# TASK BRIEF:
Your task is to extract every entry that follows word for word while excluding the pictures.

==== DATASET RECORDS

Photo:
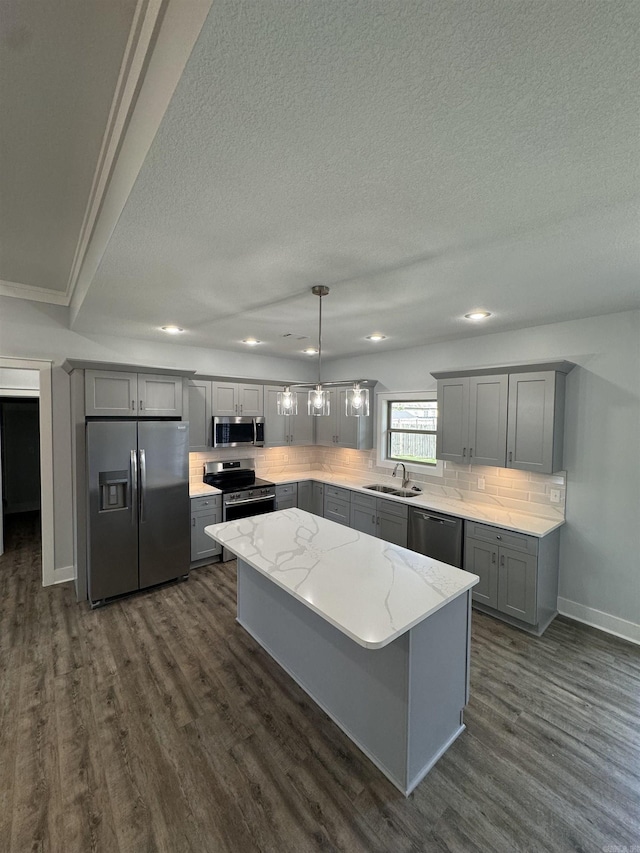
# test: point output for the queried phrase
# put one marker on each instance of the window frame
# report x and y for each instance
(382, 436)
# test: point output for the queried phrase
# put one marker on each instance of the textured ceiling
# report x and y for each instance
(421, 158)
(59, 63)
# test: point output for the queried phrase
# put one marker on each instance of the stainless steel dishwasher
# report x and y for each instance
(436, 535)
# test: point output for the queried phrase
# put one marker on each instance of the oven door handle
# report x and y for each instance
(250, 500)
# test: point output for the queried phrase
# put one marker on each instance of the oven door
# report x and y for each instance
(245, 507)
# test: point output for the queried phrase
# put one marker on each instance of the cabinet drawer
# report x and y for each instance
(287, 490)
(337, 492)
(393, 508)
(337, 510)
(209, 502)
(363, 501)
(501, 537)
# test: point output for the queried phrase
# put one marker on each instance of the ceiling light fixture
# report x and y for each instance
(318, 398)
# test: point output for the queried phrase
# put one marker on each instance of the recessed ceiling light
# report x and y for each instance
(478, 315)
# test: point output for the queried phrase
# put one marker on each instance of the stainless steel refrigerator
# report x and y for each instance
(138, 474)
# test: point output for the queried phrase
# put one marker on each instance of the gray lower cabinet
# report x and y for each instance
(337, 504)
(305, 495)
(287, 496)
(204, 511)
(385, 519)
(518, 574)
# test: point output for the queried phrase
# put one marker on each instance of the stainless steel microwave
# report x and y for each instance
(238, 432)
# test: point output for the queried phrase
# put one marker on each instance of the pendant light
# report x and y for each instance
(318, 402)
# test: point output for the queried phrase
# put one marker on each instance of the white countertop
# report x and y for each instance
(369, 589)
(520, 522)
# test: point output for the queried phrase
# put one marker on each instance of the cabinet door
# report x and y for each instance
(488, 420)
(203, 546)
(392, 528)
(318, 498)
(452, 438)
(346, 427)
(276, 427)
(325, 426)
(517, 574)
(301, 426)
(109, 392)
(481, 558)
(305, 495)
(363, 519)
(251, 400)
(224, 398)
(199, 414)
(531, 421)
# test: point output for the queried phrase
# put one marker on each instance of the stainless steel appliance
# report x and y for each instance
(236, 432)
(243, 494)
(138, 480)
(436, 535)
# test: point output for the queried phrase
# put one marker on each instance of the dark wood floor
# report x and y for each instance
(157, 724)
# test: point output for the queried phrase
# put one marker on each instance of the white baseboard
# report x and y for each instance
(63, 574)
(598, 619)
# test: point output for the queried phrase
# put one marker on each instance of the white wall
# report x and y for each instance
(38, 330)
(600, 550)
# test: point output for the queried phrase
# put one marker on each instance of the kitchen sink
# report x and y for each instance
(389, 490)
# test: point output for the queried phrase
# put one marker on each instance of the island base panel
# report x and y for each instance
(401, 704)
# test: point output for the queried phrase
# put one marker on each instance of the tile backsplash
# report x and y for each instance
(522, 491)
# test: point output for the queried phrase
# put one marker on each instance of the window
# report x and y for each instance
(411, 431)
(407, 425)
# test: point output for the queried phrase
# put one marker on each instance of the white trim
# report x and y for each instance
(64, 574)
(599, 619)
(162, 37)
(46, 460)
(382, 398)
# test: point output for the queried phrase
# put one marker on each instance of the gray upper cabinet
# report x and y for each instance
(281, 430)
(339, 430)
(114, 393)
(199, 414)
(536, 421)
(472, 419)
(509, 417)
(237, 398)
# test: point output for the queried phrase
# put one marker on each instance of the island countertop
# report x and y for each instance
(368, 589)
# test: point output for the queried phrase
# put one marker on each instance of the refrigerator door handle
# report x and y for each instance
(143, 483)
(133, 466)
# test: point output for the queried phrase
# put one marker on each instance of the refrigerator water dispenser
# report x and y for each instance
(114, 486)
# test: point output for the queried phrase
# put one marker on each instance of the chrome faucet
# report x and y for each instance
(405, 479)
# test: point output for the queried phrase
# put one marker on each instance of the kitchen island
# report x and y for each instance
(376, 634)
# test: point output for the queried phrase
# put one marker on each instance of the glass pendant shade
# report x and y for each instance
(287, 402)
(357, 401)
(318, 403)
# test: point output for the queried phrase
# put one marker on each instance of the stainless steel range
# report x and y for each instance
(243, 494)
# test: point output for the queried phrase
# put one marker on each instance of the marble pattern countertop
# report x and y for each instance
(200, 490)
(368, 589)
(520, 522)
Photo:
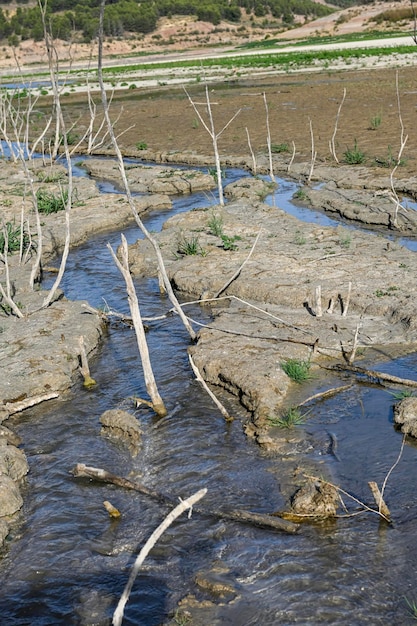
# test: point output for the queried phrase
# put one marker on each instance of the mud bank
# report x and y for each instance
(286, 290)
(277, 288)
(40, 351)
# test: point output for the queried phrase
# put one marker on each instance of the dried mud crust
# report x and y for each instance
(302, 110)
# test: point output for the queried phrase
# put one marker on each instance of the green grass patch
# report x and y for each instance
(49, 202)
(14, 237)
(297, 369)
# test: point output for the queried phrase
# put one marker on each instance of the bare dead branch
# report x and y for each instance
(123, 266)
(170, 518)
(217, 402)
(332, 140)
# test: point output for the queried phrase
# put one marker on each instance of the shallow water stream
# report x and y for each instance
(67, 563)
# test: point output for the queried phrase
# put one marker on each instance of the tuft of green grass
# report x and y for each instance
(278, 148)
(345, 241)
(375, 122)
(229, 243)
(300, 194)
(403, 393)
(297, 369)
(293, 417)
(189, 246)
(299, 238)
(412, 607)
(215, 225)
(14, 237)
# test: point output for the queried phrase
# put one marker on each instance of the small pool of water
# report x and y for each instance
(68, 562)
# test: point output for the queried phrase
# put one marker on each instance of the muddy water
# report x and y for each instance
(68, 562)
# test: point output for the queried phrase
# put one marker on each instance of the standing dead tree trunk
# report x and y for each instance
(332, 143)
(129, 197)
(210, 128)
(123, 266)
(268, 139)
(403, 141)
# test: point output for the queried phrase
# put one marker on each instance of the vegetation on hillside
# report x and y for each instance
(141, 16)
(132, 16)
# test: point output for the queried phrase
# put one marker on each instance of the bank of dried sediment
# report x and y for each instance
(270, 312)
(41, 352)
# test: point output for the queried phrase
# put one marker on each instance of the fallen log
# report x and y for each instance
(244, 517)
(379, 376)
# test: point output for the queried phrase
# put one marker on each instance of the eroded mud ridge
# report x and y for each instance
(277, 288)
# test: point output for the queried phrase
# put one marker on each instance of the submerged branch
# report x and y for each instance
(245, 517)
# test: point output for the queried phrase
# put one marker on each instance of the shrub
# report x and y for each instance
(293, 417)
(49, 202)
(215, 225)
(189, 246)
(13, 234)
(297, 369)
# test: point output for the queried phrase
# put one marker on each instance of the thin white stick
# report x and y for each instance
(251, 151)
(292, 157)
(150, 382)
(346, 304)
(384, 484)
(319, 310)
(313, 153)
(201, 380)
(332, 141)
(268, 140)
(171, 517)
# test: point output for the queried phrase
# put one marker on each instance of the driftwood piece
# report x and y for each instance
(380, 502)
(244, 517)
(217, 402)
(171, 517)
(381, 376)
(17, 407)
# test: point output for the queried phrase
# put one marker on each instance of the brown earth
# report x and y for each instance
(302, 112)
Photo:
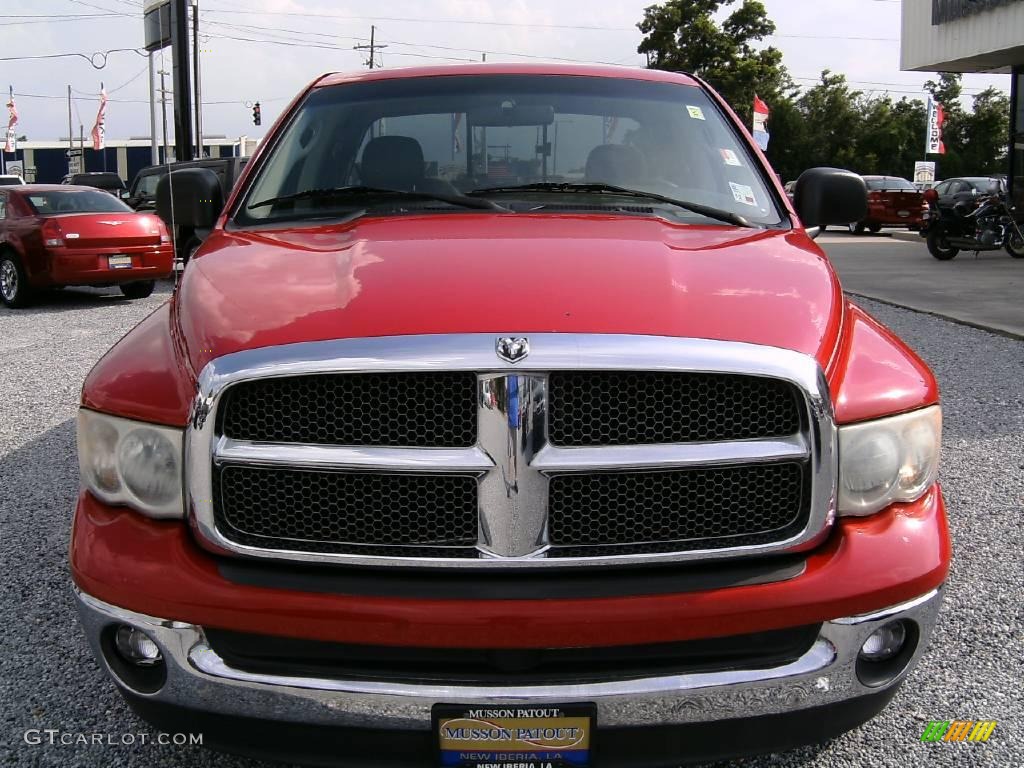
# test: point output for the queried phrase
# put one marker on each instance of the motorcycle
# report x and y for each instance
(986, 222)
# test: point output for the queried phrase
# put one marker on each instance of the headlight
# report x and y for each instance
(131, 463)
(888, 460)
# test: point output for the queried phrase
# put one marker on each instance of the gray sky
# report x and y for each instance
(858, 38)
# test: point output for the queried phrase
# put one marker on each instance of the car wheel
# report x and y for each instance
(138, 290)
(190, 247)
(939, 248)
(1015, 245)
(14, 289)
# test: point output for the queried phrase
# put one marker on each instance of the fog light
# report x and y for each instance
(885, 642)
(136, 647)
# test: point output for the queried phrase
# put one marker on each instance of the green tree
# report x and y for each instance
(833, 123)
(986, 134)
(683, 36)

========

# FINISHED TASK:
Photo:
# test: point output for the queried phrase
# put one marker on each instance of the window frame
# report x and y for each instance
(382, 436)
# test: point output for the queried phrase
# put one marker on each instance of the textured ceiling
# report x and y for each instance
(421, 158)
(59, 63)
# test: point output for the queried phrase
# put one marker on each instance of the stainless steel dishwasher
# report x and y for each instance
(436, 535)
# test: point output for the queried phrase
# put one marker on each instance of the oven door handle
# report x and y for each instance
(250, 500)
# test: point output for the queried phrase
# put one marker on each instance of the oven door
# report x and y for each instance
(245, 507)
# test: point output for the queried phrase
# put one marker on each instance of the cabinet drawer
# report x and y for each instance
(287, 490)
(337, 492)
(393, 508)
(337, 510)
(209, 502)
(363, 501)
(501, 537)
# test: point output for the queried phrase
# put one marker on each instance of the ceiling light fixture
# report x and y for each instance
(318, 398)
# test: point output for the queried phrase
# put one marker on each instance of the recessed ceiling light
# report x and y for each instance
(478, 315)
# test: point output for the queried phrase
# put one marker on each instance of the stainless steel refrigerator
# report x and y for each instance
(138, 474)
# test: point output for the queried phrase
# put one marker on each instance of the gray lower cabinet
# report x and y for each instance
(337, 504)
(305, 495)
(287, 496)
(204, 511)
(385, 519)
(518, 574)
# test: point output for the queried phrase
# put one marker on each instance of the stainless steel microwave
# report x and y for each instance
(238, 432)
# test: point output for the queried phrase
# put one marker on each instance of the pendant light
# report x and y for each instance
(318, 402)
# test: point output for the queried phrase
# put one marker on each instance of the white countertop
# report x and y for each instance
(369, 589)
(520, 522)
# test: point output for the queried phrase
# put one marker on each instance of the cabinet door
# report x and y for each instance
(488, 420)
(203, 546)
(392, 528)
(318, 498)
(452, 438)
(346, 427)
(276, 427)
(325, 426)
(517, 574)
(301, 426)
(109, 392)
(481, 558)
(305, 495)
(363, 519)
(251, 400)
(224, 398)
(199, 414)
(531, 421)
# test: point output for the queried phrase
# put one marker on each instance of the stainless steel appliance
# report x and y for each instance
(236, 432)
(243, 494)
(138, 480)
(436, 535)
# test: point output for the queried phrase
# put one marker on each instance of the dark wood floor
# report x and y for each instance
(157, 724)
# test: point output for the queried phrase
# put one marker on each instance of the white baseboard
# report x and y for each instance
(63, 574)
(598, 619)
# test: point output for the queried phrase
# put one marker on each instance of the white wall
# report x and y for each instance
(38, 330)
(600, 550)
# test: point output for the queried phrase
# put one marker on each instance of the kitchen sink
# report x and y for each instance
(389, 490)
# test: point output for the queried phrase
# put one marker on each instance of the island base panel
# report x and y for each instance
(401, 704)
# test: point output for the queried phrase
# put one marker on each instance of the tile backsplash
# report x and y for each instance
(522, 491)
# test: point output for the queried phrase
# put one marker on each instance of the window
# report x and y for each instance
(411, 431)
(407, 425)
# test: point output for the queried phrase
# put one marker on each instance of the white trim
# report x and y for each instance
(64, 574)
(599, 619)
(162, 37)
(46, 460)
(382, 398)
# test: point output for the queried phrase
# put one marker on each instance of the gray upper cabinet
# report x and y for each instance
(281, 430)
(339, 430)
(114, 393)
(199, 414)
(536, 421)
(472, 419)
(509, 417)
(237, 398)
# test: point output for the queried phrase
# put one marker on each instance of the island countertop
# report x and y for each instance
(368, 589)
# test: point output for the queried phrase
# put one marker on each instance of the refrigerator door handle
# report x and y for each instance
(143, 483)
(133, 466)
# test: point output for the queried phrase
# put one marker on each instance of the refrigerator water dispenser
# report x and y for each instance
(114, 486)
# test: point output for the queried phrase
# put one marker on each instance of the chrome faucet
# report x and y for each instance
(405, 479)
# test: point output for the queried phrase
# put one marker on each instance of the kitchen island
# report x and y for each instance
(376, 634)
# test: point output for the queried phrase
# put one marker on each instance of the glass pendant shade
# report x and y for each instance
(287, 402)
(357, 401)
(318, 403)
# test: point output for the queried phrase
# put one marker on each instance of the stainless steel range
# report x and y for each instance
(243, 494)
# test: point output for the queried phrase
# put one marker on each instance of the marble pattern countertop
# report x and y for each instance
(200, 490)
(368, 589)
(520, 522)
Photo:
# test: point output for the queried phrase
# put one marker on each instance of the mud bank
# report x and y for each instance
(286, 290)
(277, 288)
(40, 351)
# test: point output for the queried phrase
# put one marker on each instance of the dried mud crust
# report x and y for each instance
(302, 110)
# test: point output for the queried phrase
# put one marker on each instance of the green grass patch
# report x and y for each instance
(49, 202)
(14, 237)
(297, 369)
# test: point output for the queried phrase
# put one marker on each instance of the bare dead branch
# report x and y for each instance
(123, 266)
(170, 518)
(217, 402)
(332, 140)
# test: point output for the queried phrase
# put one marker on each instance of the shallow water stream
# report x and y for each instance
(67, 563)
# test: point output for the queried phrase
# put one marker on each instance of the tuft of green grass
# report x and y for each instance
(278, 148)
(345, 241)
(375, 122)
(229, 243)
(300, 194)
(403, 393)
(297, 369)
(293, 417)
(189, 246)
(299, 238)
(412, 607)
(215, 225)
(14, 237)
# test: point output for the queried phrase
# put one marker on each instance of the small pool of water
# report x and y for each instance
(68, 562)
# test: point output for the queried phrase
# put one marker on each instance of the muddy water
# report x and y for each instance
(68, 562)
# test: point output for the queried phrase
# put one marker on each instance of the standing dead tree trunk
# report x and y for each instance
(332, 143)
(129, 197)
(210, 128)
(123, 266)
(268, 139)
(403, 141)
# test: point output for the queried phrase
# put one marker on each instance of the vegetation on hillside
# report x and y for each instance
(141, 16)
(132, 16)
# test: point output for the queried phrase
# put one marker on each instance of the bank of dried sediment
# report x and y for each instance
(270, 312)
(41, 352)
# test: point output for the queried phrase
# put one marker on each instance of the fallen log
# report x and y for each instance
(244, 517)
(379, 376)
# test: point output for the queried phrase
# put one marker on each instance of the eroded mud ridge
# report x and y for each instance
(277, 288)
# test: point output for the queried phrase
# put one marker on each instance of the submerged branch
# report x and y for each instance
(245, 517)
# test: point output for the queried phrase
# put one marker on each instance of the shrub
# report x and y for each instance
(293, 417)
(49, 202)
(215, 225)
(189, 246)
(13, 234)
(297, 369)
# test: point output for the queried phrase
# put one marker on each instance of the thin white stick
# report x and y for each instance
(251, 151)
(292, 157)
(150, 382)
(346, 304)
(384, 484)
(319, 310)
(313, 153)
(201, 380)
(332, 141)
(268, 140)
(171, 517)
# test: point output for the queried phrase
# put one marker on each instance of the driftwood piece
# report x and y for each instance
(380, 502)
(244, 517)
(217, 402)
(171, 517)
(381, 376)
(17, 407)
# test: point output for the queried phrase
# put one marker on each instance of the brown earth
# report x and y for each instance
(302, 112)
Photo:
# test: point output for the queried phrase
# put one marker on each instance of the motorcycle
# report x and y for each instance
(986, 222)
# test: point output for the queried phrase
# put one marker on each instance of the headlight
# report x and y for each instance
(131, 463)
(888, 460)
# test: point output for the queried phrase
# put one marker on each instance of the gray sky
# report x and y for each instance
(858, 38)
# test: point output for the queried phrase
# put one marker on each instance of the car wheel
# report x and y for each instance
(138, 290)
(190, 247)
(939, 248)
(1015, 245)
(14, 289)
# test: point output for the queried phrase
# put one marker on each instance of the fog light
# report x and y for each instance
(885, 642)
(136, 647)
# test: point output for the queried phrase
# put one marker on each instance of the green tree
# report x and y for each instance
(833, 123)
(986, 134)
(683, 36)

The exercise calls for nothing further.